>> begin RECORDS SUPPLIED

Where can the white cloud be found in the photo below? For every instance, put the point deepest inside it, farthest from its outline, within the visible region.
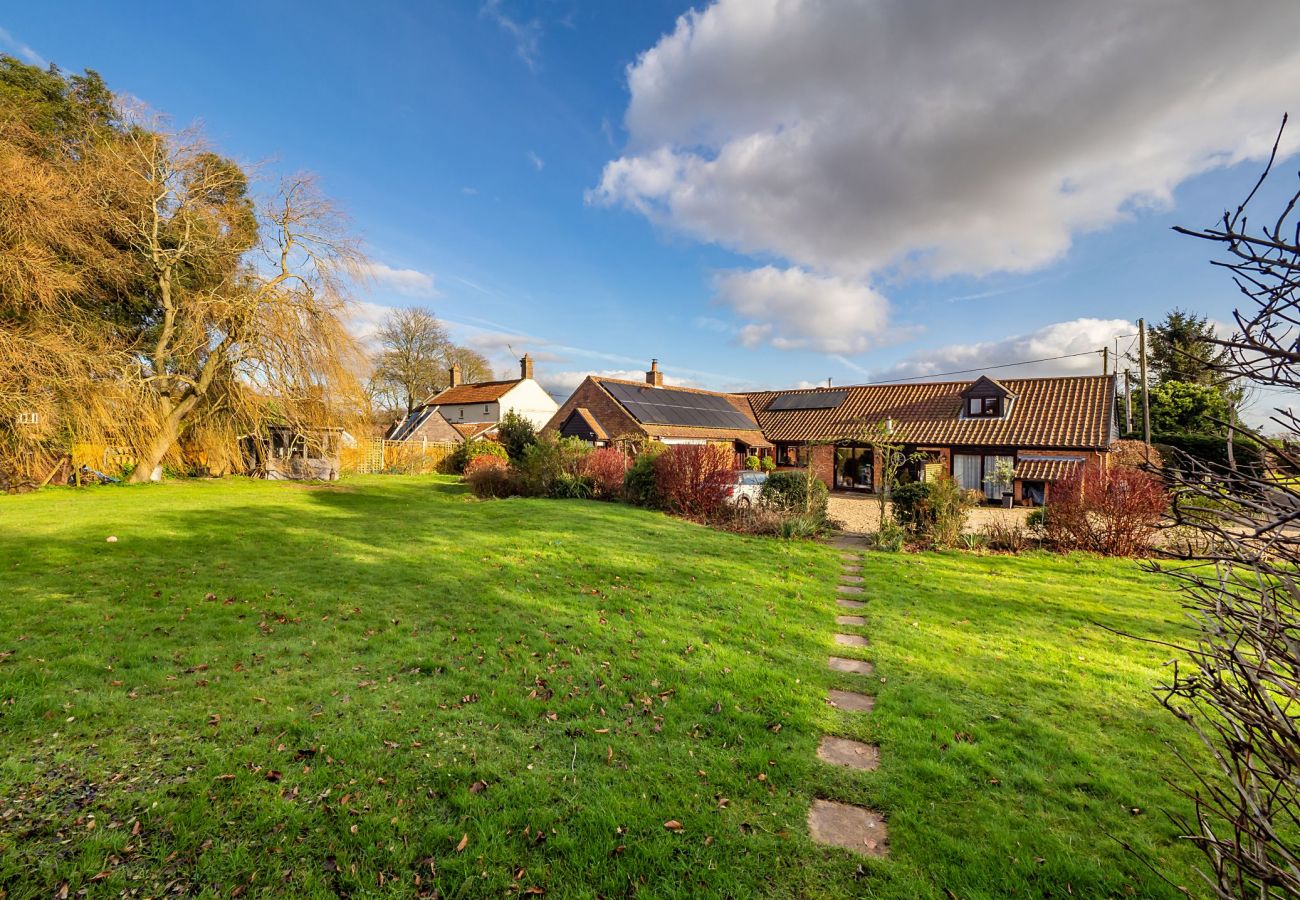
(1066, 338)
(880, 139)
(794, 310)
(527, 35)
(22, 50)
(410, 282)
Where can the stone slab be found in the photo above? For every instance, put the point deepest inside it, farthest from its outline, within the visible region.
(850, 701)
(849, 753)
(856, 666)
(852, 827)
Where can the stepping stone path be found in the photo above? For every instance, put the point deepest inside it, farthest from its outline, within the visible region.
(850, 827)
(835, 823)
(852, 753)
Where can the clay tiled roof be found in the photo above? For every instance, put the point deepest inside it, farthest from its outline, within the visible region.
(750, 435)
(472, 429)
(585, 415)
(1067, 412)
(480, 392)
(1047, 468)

>> end RECORDS SUPPLIED
>> begin RECORDS SUPPLIED

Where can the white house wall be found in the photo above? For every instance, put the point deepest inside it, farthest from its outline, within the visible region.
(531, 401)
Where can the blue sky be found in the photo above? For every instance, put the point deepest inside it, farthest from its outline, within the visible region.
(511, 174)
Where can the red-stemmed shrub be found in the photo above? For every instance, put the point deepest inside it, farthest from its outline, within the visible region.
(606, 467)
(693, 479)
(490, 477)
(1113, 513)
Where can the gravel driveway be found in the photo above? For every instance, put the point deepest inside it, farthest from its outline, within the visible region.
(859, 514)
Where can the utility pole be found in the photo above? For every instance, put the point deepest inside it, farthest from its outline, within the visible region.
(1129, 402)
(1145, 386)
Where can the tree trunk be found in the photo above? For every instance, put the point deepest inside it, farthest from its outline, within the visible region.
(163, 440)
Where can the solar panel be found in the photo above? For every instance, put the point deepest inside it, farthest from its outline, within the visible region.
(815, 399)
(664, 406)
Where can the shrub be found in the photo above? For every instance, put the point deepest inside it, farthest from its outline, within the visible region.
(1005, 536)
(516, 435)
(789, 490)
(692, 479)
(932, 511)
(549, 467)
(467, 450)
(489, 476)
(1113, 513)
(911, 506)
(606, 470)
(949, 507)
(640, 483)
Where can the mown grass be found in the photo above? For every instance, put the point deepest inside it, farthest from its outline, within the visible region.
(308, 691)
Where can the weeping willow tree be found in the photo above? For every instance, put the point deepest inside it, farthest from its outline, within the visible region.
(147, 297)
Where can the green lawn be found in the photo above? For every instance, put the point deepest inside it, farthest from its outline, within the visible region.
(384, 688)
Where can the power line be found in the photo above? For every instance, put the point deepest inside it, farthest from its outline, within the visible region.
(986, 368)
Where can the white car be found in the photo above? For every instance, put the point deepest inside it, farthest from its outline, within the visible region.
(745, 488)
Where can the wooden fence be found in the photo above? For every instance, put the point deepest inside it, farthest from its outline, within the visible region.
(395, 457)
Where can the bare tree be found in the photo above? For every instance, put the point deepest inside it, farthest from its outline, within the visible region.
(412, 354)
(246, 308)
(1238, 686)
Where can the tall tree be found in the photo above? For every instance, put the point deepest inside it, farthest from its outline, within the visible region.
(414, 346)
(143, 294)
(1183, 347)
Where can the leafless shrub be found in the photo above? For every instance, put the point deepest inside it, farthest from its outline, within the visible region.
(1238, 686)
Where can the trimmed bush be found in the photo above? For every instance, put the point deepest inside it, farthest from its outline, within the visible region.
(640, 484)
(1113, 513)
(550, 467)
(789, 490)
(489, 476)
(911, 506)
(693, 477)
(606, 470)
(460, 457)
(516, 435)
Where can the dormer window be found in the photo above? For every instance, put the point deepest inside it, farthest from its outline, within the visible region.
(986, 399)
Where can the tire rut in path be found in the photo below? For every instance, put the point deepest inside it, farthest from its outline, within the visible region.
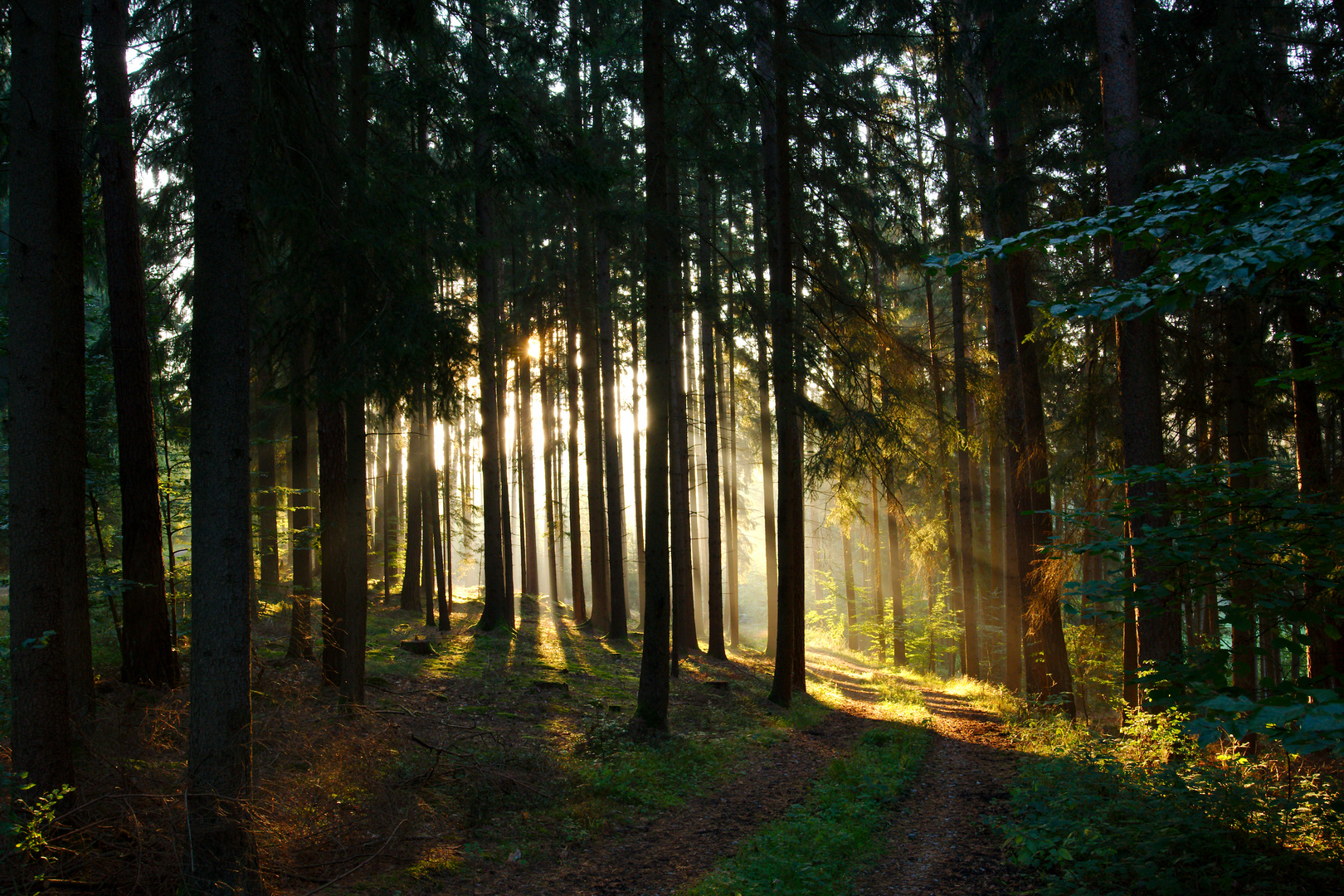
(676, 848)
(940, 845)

>> end RECORDS SUPPLIED

TO BE DONE:
Copy out the records verbatim, beginning with the line containing "Where can the stepping" and ending with the line containing "(1047, 468)", both lines included.

CORRECT RESPONSE:
Where can the stepping stone path be found in the photo above? For every instance, put the point deepest inside it, farthest from its outline, within the visible region.
(850, 827)
(835, 823)
(852, 753)
Where can the clay tiled roof be found in the photo above? For every instance, put the point deepest inside it, farthest from its outline, within the visible region.
(750, 435)
(472, 429)
(585, 415)
(1067, 412)
(480, 392)
(1047, 468)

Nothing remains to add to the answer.